Prompt:
Could you rescale the lines from the one holding "# point at: white sneaker" through the end of the list below, inclusive, by writing out every one of those lines again and multiplying each coordinate by 1.25, rounding to whole numbers with halves going up?

Records to process:
====
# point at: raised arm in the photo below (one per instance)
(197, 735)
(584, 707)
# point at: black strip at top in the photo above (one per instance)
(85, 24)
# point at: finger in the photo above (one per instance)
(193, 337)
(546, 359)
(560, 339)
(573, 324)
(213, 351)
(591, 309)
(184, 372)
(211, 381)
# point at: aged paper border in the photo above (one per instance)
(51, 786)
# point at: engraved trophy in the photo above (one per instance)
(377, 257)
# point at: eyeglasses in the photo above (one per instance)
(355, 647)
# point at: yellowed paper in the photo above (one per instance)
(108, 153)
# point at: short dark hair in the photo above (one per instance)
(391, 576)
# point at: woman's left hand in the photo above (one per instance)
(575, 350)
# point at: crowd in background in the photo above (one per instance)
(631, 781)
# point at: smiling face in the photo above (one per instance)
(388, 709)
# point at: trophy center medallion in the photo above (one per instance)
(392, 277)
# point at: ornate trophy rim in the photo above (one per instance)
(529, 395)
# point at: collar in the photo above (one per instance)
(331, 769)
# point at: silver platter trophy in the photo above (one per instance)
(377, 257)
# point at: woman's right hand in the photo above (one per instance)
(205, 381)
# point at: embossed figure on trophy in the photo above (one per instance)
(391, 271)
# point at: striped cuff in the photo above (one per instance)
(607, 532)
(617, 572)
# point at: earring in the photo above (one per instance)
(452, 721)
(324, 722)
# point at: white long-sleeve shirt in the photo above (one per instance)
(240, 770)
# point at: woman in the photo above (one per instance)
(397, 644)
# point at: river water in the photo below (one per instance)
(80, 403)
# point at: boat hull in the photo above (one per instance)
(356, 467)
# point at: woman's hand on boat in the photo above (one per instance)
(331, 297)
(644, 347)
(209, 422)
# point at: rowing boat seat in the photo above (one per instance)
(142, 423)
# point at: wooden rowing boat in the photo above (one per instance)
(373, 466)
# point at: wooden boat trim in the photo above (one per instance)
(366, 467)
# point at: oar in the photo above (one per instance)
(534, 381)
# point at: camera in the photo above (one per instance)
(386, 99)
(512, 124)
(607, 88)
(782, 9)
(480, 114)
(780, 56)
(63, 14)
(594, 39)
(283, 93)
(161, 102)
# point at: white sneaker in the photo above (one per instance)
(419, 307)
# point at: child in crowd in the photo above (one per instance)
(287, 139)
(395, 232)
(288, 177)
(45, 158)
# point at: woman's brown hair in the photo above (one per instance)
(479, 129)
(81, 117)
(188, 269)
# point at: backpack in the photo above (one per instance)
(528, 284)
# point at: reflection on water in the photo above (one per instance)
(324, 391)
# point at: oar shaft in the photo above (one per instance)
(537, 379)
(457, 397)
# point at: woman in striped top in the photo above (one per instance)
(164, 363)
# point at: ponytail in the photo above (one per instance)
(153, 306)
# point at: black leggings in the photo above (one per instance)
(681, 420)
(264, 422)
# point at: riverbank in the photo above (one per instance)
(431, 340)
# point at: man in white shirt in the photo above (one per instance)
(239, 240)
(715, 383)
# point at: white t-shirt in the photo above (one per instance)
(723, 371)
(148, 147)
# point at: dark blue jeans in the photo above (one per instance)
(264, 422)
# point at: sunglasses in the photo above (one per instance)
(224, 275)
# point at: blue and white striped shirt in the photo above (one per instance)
====
Response to this task:
# point at: white sneaker in the photo above (one per instance)
(524, 384)
# point at: child in crowd in the photo above (one per instance)
(359, 174)
(494, 290)
(360, 221)
(56, 198)
# point at: woman's brown hair in the photo above (one per instance)
(599, 161)
(101, 146)
(235, 336)
# point at: backpack in the photo above (one per instance)
(660, 355)
# point at: reflection on water in the photo above (one per instance)
(405, 489)
# point at: oar shaft in the photo above (one per instance)
(671, 474)
(571, 496)
# point at: woman in striped top in the photo above (one per instance)
(205, 454)
# point at: ponytail in the photo above (one per instance)
(191, 383)
# point at: black leggings in the photo above (one per instance)
(851, 525)
(330, 528)
# point at: riverbank in the photo above (one per instance)
(539, 425)
# point at: man in white shirt in the photo above (one per instance)
(299, 300)
(894, 479)
# point at: white t-shirt in the photo above (one per instance)
(904, 464)
(185, 184)
# point at: dark blue jeans in the photo above (one per instance)
(330, 528)
# point at: sunglasses in the photo above (one per instance)
(280, 344)
# point at: blue and white striped shirt in the photo above (one per instance)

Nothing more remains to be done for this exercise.